>>>>

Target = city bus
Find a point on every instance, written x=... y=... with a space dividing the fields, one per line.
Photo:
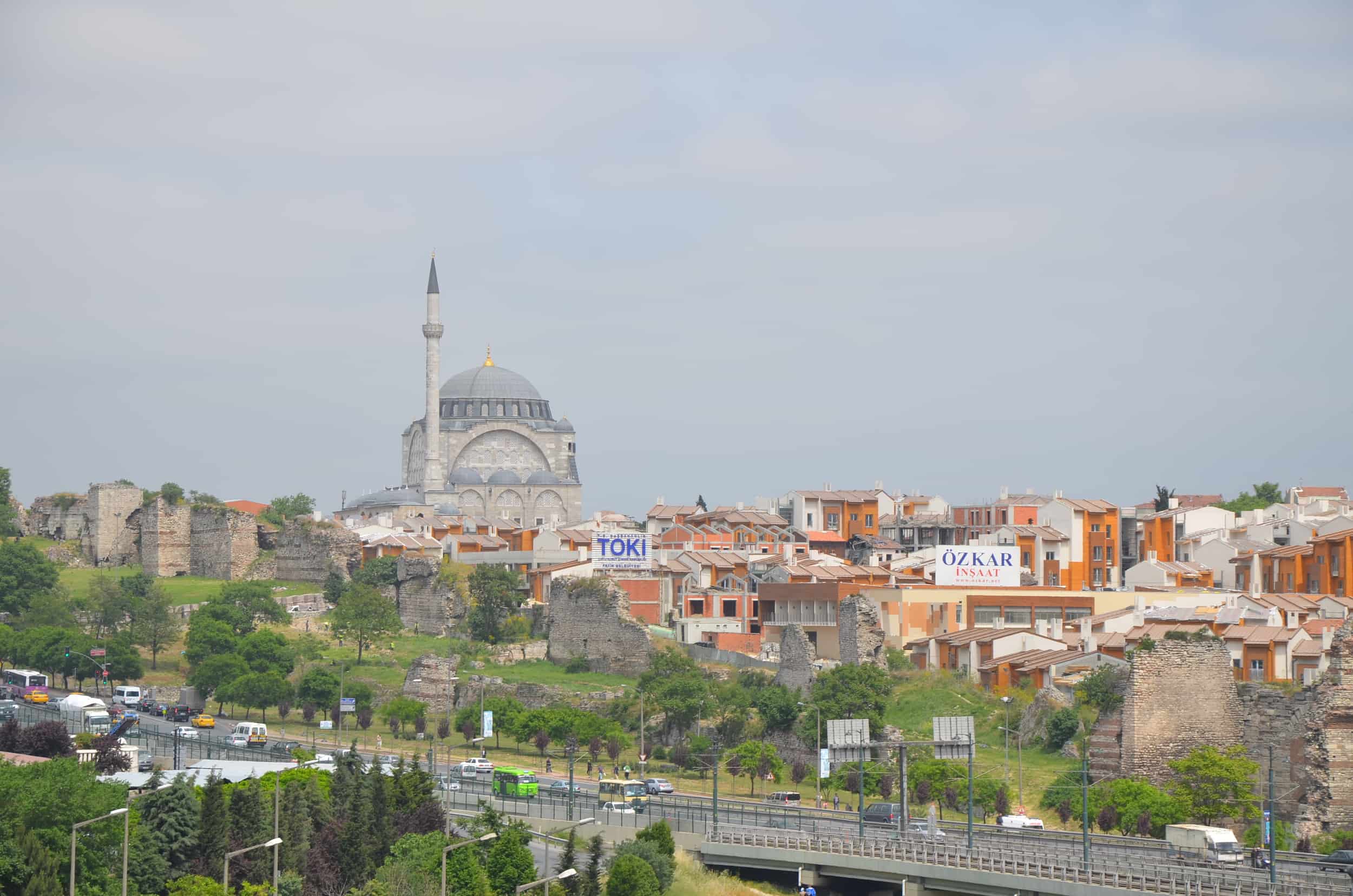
x=634 y=794
x=520 y=783
x=33 y=686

<<<<

* What this task involves
Return the listing above unchanged, apart from dropping its pictures.

* Solution
Target = city bus
Find a point on every instance, written x=... y=... with a space dividing the fields, one per line.
Photo:
x=634 y=794
x=520 y=783
x=33 y=686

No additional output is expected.